On January 24, 1961, two Mark 39 Mod 2 nuclear bombs that were carried by a B-52 Stratofortress which broke up in the air and crashed near Goldsboro, North Carolina. The bombs were flung from the aircraft in such a way that initiated their firing sequences. One bomb left the plane at a high-enough altitude, and with a functioning parachute, allowing the firing sequence to go through every stage up to the Arm/Safe Switch, which functioned as intended and prevented a full detonation. The other left the plane at a lower altitude, and its parachute failed to open, and its firing sequence failed to prepare the bomb to arm even prior to the Arm/Safe Switch, and the weapon broke up upon contact with the ground prior to its fuzing system being armed. When its Arm/Safe Switch was recovered, it indicated visually that it was in the "Arm" position. However, further inspection found that this was only superficial (it was not actually electrically "armed"), and related to damage the switch sustained upon impact. The thermonuclear "secondary" of the second weapon was never recovered. The high-explosives in neither bomb detonated. The Goldsboro crash is considered by many, including safety engineers at Sandia National Laboratories, to be one of the "closest" calls for an accidental nuclear detonation, as the Arm/Safe Switch in the Mark 39 was known to be capable of accidental engagement.

Task item: Write out the Goldsboro bomb crash passage above in full, word for word.

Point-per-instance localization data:
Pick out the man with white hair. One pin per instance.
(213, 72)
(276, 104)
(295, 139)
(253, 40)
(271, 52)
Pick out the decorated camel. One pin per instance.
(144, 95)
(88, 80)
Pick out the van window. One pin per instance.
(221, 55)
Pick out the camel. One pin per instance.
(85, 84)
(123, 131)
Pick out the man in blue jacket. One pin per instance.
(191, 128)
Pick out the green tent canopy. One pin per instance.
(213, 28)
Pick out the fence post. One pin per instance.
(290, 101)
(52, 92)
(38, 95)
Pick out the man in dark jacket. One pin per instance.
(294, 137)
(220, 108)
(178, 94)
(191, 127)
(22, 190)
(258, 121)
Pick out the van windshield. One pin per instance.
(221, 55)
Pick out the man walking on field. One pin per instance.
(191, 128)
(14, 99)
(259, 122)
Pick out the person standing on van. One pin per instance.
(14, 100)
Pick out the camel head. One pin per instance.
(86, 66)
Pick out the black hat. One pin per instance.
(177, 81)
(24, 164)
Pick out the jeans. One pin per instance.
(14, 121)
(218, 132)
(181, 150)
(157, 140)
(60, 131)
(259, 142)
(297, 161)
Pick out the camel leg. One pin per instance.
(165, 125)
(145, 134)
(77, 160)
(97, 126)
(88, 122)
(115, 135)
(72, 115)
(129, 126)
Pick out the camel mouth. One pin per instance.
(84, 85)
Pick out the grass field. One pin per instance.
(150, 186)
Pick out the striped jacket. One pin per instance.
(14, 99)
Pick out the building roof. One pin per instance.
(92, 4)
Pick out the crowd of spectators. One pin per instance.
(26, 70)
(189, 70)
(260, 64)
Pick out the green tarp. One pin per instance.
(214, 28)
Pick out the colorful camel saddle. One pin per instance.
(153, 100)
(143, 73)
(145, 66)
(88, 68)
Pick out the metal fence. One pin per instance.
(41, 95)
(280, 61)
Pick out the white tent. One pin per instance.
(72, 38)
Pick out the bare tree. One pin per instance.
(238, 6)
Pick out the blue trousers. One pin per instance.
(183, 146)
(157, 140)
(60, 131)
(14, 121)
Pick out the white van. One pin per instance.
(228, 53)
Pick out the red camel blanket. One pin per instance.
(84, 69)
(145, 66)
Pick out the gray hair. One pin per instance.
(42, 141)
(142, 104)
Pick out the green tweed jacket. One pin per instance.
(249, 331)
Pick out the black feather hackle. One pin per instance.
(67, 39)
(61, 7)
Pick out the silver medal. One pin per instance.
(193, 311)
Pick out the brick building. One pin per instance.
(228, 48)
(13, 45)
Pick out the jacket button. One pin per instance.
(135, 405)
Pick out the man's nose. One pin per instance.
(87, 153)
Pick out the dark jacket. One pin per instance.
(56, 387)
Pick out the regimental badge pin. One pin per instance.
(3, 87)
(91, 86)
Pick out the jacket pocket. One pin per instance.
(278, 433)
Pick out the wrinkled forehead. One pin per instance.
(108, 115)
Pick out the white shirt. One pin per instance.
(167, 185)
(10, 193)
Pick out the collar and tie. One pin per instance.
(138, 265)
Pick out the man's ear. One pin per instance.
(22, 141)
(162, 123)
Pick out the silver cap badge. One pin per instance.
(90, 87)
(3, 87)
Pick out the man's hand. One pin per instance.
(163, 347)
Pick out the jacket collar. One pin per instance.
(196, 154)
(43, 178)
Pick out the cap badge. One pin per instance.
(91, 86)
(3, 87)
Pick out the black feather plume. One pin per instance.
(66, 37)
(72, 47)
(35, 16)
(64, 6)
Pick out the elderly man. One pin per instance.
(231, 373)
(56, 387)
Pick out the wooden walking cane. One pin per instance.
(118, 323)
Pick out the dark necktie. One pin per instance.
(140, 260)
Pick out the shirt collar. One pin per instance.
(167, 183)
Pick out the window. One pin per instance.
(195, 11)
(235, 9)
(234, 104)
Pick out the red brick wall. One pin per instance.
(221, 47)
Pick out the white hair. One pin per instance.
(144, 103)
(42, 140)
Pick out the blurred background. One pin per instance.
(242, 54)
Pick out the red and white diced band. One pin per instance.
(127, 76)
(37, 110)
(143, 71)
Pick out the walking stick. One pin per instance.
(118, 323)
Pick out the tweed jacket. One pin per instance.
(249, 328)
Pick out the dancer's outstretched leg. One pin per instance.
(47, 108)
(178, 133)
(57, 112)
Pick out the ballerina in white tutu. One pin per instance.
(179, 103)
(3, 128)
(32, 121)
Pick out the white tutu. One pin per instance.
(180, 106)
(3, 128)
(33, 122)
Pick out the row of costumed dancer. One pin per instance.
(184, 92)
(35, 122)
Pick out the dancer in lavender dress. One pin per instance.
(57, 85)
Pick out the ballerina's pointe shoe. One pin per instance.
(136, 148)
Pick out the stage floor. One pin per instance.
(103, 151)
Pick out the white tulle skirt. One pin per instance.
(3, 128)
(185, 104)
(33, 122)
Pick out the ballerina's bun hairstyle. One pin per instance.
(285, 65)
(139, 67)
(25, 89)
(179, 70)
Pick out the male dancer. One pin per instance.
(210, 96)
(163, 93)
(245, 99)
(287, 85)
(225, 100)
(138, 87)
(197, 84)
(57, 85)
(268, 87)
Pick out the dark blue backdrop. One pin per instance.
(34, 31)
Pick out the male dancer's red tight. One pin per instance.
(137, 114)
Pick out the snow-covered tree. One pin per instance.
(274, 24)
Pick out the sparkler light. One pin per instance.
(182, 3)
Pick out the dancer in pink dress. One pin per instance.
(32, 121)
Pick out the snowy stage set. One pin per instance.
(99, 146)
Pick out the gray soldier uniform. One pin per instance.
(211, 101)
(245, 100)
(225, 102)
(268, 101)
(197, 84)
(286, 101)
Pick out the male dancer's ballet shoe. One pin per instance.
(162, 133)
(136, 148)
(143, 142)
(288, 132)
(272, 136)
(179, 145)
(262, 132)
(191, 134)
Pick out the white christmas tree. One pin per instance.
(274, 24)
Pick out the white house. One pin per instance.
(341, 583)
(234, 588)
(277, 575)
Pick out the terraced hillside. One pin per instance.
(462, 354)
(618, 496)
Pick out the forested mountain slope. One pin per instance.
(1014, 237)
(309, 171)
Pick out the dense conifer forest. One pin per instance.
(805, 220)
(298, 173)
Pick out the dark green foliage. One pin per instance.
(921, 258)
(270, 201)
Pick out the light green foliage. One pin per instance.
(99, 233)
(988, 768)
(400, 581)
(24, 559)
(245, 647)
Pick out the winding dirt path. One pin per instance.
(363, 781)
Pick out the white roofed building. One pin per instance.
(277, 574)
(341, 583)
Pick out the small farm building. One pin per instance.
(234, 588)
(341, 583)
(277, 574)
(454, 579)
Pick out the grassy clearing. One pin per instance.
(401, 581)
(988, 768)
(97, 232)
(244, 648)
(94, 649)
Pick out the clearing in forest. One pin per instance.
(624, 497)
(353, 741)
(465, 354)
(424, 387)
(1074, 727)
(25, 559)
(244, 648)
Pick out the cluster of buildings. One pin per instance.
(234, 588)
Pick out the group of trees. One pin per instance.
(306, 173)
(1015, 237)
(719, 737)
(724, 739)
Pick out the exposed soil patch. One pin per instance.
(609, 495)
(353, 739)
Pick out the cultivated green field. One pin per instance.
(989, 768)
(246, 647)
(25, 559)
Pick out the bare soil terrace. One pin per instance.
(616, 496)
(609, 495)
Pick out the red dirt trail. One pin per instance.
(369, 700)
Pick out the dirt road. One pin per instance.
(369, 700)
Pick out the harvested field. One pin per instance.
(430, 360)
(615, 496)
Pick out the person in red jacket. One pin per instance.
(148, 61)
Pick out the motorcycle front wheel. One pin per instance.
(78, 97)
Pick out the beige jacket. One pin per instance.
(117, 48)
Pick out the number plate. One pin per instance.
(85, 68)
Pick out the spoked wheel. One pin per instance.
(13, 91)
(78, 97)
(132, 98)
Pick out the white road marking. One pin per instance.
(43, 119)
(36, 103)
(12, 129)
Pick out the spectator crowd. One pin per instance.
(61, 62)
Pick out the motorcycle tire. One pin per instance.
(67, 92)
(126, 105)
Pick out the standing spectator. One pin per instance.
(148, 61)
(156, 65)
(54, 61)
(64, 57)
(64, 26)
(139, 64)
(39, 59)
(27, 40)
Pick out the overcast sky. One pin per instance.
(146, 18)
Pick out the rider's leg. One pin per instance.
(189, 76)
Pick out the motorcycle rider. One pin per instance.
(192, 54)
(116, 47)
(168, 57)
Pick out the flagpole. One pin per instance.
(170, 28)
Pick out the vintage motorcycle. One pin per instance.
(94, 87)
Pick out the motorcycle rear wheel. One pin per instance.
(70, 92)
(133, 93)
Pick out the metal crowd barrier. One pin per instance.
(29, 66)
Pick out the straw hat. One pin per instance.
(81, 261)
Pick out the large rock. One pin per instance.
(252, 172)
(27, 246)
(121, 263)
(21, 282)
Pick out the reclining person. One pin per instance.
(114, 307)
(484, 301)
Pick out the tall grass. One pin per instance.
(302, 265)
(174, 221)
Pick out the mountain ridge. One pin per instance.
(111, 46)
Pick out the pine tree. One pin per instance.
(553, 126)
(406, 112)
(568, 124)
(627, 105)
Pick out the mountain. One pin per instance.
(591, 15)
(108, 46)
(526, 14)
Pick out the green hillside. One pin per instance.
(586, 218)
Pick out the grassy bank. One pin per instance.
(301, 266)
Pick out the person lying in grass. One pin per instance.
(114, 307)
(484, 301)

Solution:
On January 24, 1961, two Mark 39 Mod 2 nuclear bombs that were carried by a B-52 Stratofortress which broke up in the air and crashed near Goldsboro, North Carolina. The bombs were flung from the aircraft in such a way that initiated their firing sequences. One bomb left the plane at a high-enough altitude, and with a functioning parachute, allowing the firing sequence to go through every stage up to the Arm/Safe Switch, which functioned as intended and prevented a full detonation. The other left the plane at a lower altitude, and its parachute failed to open, and its firing sequence failed to prepare the bomb to arm even prior to the Arm/Safe Switch, and the weapon broke up upon contact with the ground prior to its fuzing system being armed. When its Arm/Safe Switch was recovered, it indicated visually that it was in the "Arm" position. However, further inspection found that this was only superficial (it was not actually electrically "armed"), and related to damage the switch sustained upon impact. The thermonuclear "secondary" of the second weapon was never recovered. The high-explosives in neither bomb detonated. The Goldsboro crash is considered by many, including safety engineers at Sandia National Laboratories, to be one of the "closest" calls for an accidental nuclear detonation, as the Arm/Safe Switch in the Mark 39 was known to be capable of accidental engagement.